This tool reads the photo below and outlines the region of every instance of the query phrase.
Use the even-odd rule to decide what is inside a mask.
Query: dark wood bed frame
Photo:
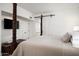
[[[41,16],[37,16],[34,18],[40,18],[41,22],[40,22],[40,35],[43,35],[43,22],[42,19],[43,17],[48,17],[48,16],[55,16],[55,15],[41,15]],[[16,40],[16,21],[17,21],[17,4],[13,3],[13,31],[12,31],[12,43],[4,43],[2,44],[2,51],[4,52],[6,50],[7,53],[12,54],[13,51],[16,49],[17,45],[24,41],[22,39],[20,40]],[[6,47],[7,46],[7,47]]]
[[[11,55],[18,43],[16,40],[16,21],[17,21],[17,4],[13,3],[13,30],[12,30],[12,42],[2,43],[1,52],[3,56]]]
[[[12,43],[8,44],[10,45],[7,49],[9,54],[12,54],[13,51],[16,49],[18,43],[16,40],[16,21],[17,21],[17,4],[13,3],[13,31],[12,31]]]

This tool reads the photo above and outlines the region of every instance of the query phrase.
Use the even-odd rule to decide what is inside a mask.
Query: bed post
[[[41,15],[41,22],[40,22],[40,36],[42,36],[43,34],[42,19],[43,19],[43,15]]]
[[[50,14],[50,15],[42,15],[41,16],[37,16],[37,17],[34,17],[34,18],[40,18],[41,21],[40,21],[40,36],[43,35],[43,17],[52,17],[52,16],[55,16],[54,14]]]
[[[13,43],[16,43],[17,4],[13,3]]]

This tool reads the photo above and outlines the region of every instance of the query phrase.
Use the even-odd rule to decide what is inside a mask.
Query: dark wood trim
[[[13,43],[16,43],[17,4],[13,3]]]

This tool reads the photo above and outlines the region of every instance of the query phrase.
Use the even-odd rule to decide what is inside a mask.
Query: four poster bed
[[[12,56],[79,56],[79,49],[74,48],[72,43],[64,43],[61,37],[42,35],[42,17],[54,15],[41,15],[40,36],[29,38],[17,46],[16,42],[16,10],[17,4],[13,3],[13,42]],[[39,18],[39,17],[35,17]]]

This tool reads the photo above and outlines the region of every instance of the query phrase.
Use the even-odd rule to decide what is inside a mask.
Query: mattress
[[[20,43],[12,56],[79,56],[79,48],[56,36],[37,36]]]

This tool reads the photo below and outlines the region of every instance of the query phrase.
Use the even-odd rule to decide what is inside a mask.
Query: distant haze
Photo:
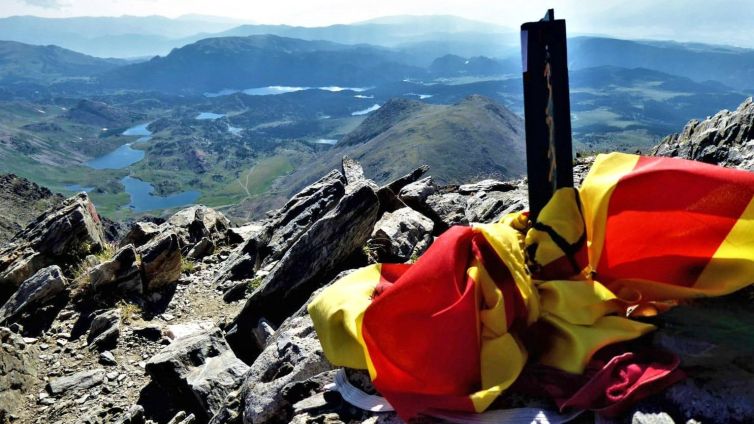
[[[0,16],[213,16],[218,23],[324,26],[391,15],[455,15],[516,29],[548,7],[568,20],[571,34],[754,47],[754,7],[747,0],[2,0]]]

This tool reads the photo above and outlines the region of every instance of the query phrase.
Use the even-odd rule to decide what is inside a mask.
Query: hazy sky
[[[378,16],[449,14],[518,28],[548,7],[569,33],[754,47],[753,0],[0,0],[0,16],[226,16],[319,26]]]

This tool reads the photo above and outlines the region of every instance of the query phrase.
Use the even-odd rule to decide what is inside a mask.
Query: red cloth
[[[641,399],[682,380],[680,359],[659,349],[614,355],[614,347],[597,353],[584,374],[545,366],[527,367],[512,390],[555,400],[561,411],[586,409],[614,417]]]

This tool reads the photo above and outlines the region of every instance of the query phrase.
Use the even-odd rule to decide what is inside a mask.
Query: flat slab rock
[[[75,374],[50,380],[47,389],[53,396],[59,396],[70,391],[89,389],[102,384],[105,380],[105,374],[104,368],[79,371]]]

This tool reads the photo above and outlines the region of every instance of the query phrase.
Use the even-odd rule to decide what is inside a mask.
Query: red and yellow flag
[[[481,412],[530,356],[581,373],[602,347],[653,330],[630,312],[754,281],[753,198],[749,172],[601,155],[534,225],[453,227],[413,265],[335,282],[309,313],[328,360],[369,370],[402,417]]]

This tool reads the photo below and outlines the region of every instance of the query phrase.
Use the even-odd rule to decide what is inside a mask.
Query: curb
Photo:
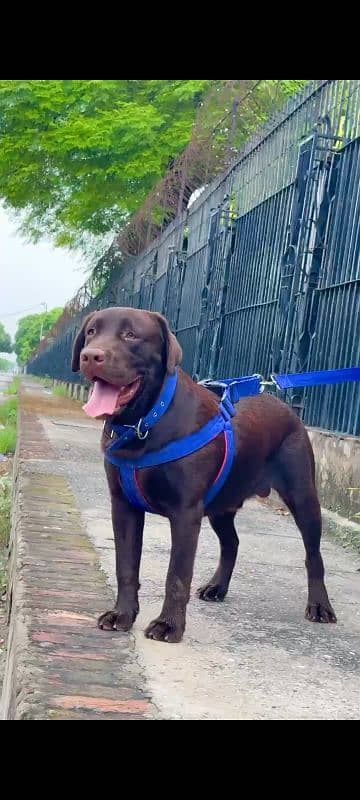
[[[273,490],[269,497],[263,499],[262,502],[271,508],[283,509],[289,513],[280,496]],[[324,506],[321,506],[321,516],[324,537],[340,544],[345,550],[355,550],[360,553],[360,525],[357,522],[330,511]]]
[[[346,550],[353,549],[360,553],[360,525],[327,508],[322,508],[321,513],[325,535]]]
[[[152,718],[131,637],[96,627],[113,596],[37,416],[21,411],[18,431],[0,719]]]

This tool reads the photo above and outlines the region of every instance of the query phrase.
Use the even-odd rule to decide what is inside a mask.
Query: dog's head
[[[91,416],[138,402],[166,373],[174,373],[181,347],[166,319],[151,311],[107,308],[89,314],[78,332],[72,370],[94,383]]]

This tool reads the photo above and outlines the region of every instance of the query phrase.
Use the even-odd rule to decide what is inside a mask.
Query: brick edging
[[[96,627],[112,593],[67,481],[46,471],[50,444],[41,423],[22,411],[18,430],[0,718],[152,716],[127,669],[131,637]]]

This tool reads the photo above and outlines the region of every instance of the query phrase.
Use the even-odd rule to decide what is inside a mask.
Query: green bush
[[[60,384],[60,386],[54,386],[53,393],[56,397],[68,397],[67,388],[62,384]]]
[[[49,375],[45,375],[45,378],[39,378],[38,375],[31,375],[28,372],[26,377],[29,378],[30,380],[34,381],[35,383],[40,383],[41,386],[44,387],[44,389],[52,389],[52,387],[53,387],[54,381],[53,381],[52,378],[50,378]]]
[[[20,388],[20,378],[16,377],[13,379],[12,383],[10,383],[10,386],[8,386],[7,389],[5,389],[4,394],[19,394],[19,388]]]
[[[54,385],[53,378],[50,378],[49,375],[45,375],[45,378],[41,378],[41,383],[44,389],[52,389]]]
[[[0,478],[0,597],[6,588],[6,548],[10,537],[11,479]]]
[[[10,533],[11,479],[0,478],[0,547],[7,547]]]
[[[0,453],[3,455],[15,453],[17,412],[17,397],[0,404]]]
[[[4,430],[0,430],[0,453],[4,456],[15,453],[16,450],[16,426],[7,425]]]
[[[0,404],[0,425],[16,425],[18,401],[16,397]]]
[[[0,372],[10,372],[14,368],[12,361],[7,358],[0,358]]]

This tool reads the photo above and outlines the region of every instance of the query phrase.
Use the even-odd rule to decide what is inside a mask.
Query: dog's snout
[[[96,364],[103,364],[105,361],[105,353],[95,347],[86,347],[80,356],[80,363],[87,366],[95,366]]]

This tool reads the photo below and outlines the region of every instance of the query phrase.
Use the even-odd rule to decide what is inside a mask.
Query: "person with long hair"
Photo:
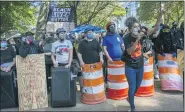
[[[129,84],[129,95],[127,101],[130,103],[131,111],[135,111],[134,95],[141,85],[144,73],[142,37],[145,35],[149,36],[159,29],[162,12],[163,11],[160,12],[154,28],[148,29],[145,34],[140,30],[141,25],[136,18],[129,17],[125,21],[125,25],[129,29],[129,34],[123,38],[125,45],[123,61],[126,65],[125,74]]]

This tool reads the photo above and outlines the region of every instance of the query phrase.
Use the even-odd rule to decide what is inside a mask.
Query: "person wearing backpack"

--

Work to complete
Your job is to copy every entry exactly. Omit the pictures.

Solution to the exercise
This tool reads the photo below and outlines the region of every instance of the query phrase.
Use the even-odd rule to decide what is inside a mask.
Query: dark wood bed frame
Photo:
[[[41,16],[37,16],[34,18],[40,18],[41,22],[40,22],[40,35],[43,35],[43,22],[42,19],[43,17],[48,17],[48,16],[55,16],[55,15],[41,15]],[[16,40],[16,21],[17,21],[17,4],[13,3],[13,31],[12,31],[12,43],[4,43],[2,44],[2,51],[4,52],[6,50],[7,53],[12,54],[13,51],[16,49],[17,45],[24,41],[22,39],[20,40]],[[6,47],[7,46],[7,47]]]
[[[11,55],[18,43],[16,40],[16,21],[17,21],[17,4],[13,3],[13,30],[12,30],[12,42],[2,43],[1,52],[3,56]]]
[[[12,43],[8,44],[10,45],[7,49],[9,54],[12,54],[13,51],[16,49],[18,43],[16,40],[16,21],[17,21],[17,4],[13,3],[13,31],[12,31]]]

This tool reads the photo above and outlines the region of every instance of the query phrase.
Use the even-odd rule to decide what is inside a mask.
Query: bed post
[[[41,15],[41,22],[40,22],[40,36],[42,36],[43,34],[42,19],[43,19],[43,15]]]
[[[50,14],[50,15],[42,15],[41,16],[37,16],[37,17],[34,17],[34,18],[40,18],[41,21],[40,21],[40,36],[43,35],[43,17],[52,17],[52,16],[55,16],[54,14]]]
[[[13,43],[16,43],[17,4],[13,3]]]

This tool reads the photo above and outlines the region of every instance of the query phrase.
Use the even-odd rule to decide what is inside a mask.
Query: dark wood trim
[[[13,43],[16,43],[17,4],[13,3]]]

This tool reads the photo above and outlines the region of every instance of the query phrase.
Use the even-odd rule to decide what is inside a mask.
Query: four poster bed
[[[12,56],[79,56],[79,49],[74,48],[72,43],[64,43],[61,37],[42,35],[42,17],[54,15],[41,15],[40,36],[29,38],[17,46],[16,42],[16,10],[17,4],[13,3],[13,42]],[[39,18],[39,17],[35,17]]]

This tool reads the photo above and outlines the region of every instance of the query phrase.
Use the even-odd rule to decide what is inside a mask.
Query: mattress
[[[20,43],[12,56],[79,56],[79,48],[56,36],[37,36]]]

This tool reads the photo below and outlines the region of every instance of the query phrase.
Use the even-odd rule to decide what is inside a mask.
Query: distant haze
Photo:
[[[0,16],[213,16],[218,23],[324,26],[391,15],[455,15],[516,29],[548,7],[568,20],[571,34],[754,47],[754,7],[747,0],[2,0]]]

This tool reads the photo above and outlines the region of every instance of the query phrase.
Use the even-odd rule to decide what is inside a mask.
Query: hazy sky
[[[378,16],[449,14],[518,28],[548,7],[569,33],[754,47],[753,0],[0,0],[0,16],[226,16],[319,26]]]

This tool reads the photo above and outlines the region of every instance of the query phrase.
Use the even-odd rule to decide what is inside a mask.
Query: red cloth
[[[641,399],[682,380],[680,359],[659,349],[614,355],[614,347],[597,353],[584,374],[545,366],[527,367],[512,390],[555,400],[561,411],[586,409],[614,417]]]

This tool reads the photo above and outlines the region of every instance of the query phrase.
Use the even-odd rule to decide what is inside a mask.
Query: flat slab rock
[[[75,374],[50,380],[47,389],[53,396],[59,396],[70,391],[89,389],[102,384],[105,380],[105,374],[104,368],[79,371]]]

This tool reads the photo above and outlines the region of every instance of the query phrase.
Use the even-odd rule to decide what is inside a mask.
Query: red and yellow flag
[[[481,412],[530,356],[581,373],[602,347],[653,330],[630,312],[754,281],[753,198],[749,172],[601,155],[534,225],[453,227],[413,265],[335,282],[309,313],[328,360],[369,370],[402,417]]]

This tool reads the photo below and outlines the region of every instance of the query phrase.
Use the even-odd rule to decide what is inside a mask.
Query: curb
Photo:
[[[273,490],[269,497],[263,499],[262,502],[271,508],[283,509],[289,513],[280,496]],[[324,506],[321,506],[321,516],[324,537],[340,544],[345,550],[355,550],[360,553],[360,525],[357,522],[330,511]]]
[[[346,550],[353,549],[360,553],[360,525],[327,508],[322,508],[321,513],[325,535]]]
[[[152,718],[131,637],[96,627],[113,596],[37,416],[21,411],[18,431],[0,719]]]

This tool reads the photo above and outlines the region of every instance of the query phrase.
Use the even-odd rule to decide what is inside a mask.
Query: dog's head
[[[91,416],[138,402],[166,373],[174,373],[181,347],[166,319],[151,311],[107,308],[89,314],[78,332],[72,370],[94,383]]]

This tool reads the photo above and outlines the region of every instance of the query phrase.
Use the even-odd rule to decide what is inside a mask.
Query: brick edging
[[[96,627],[112,593],[67,481],[46,471],[50,444],[41,423],[22,411],[18,430],[0,718],[152,716],[127,669],[131,637]]]

This tool reads the photo above and outlines the region of every instance of the query phrase.
Use the even-odd rule to decide what is inside a mask.
Query: green bush
[[[60,384],[60,386],[54,386],[53,393],[56,397],[68,397],[67,388],[62,384]]]
[[[49,375],[45,375],[45,378],[39,378],[38,375],[31,375],[28,372],[26,377],[29,378],[30,380],[34,381],[35,383],[40,383],[41,386],[44,387],[44,389],[52,389],[52,387],[53,387],[54,381],[53,381],[52,378],[50,378]]]
[[[20,388],[20,378],[16,377],[13,379],[12,383],[10,383],[10,386],[8,386],[7,389],[5,389],[4,394],[19,394],[19,388]]]
[[[54,385],[53,378],[50,378],[49,375],[45,375],[45,378],[41,378],[41,383],[44,389],[52,389]]]
[[[0,478],[0,597],[6,588],[6,548],[10,537],[11,479]]]
[[[10,533],[11,479],[0,478],[0,547],[7,547]]]
[[[0,453],[3,455],[15,453],[17,412],[17,397],[0,404]]]
[[[4,430],[0,430],[0,453],[4,456],[15,453],[16,450],[16,426],[7,425]]]
[[[0,404],[0,425],[16,425],[18,401],[16,397]]]
[[[0,372],[10,372],[14,368],[12,361],[7,358],[0,358]]]

This tool reads the photo above and outlines the region of every instance of the query phrase.
Use the even-odd rule to decide what is inside a mask.
Query: dog's snout
[[[96,364],[103,364],[105,361],[105,353],[95,347],[86,347],[80,356],[80,363],[87,366],[95,366]]]

This tool reads the photo below and outlines the region of every instance of the query phrase.
Use the even-odd rule to decide what is inside a mask.
Query: "person with long hair"
Photo:
[[[129,84],[129,95],[127,101],[130,103],[131,111],[135,111],[134,95],[141,85],[144,73],[142,37],[145,35],[149,36],[159,29],[162,12],[163,11],[160,12],[154,28],[148,29],[145,34],[140,30],[141,25],[136,18],[129,17],[125,21],[125,25],[129,29],[129,34],[123,38],[125,45],[123,61],[126,65],[125,74]]]

This tool reads the photo above and outlines the region of every instance of the query phrase.
Use the even-odd rule to decide what is inside a mask.
Query: "person wearing backpack"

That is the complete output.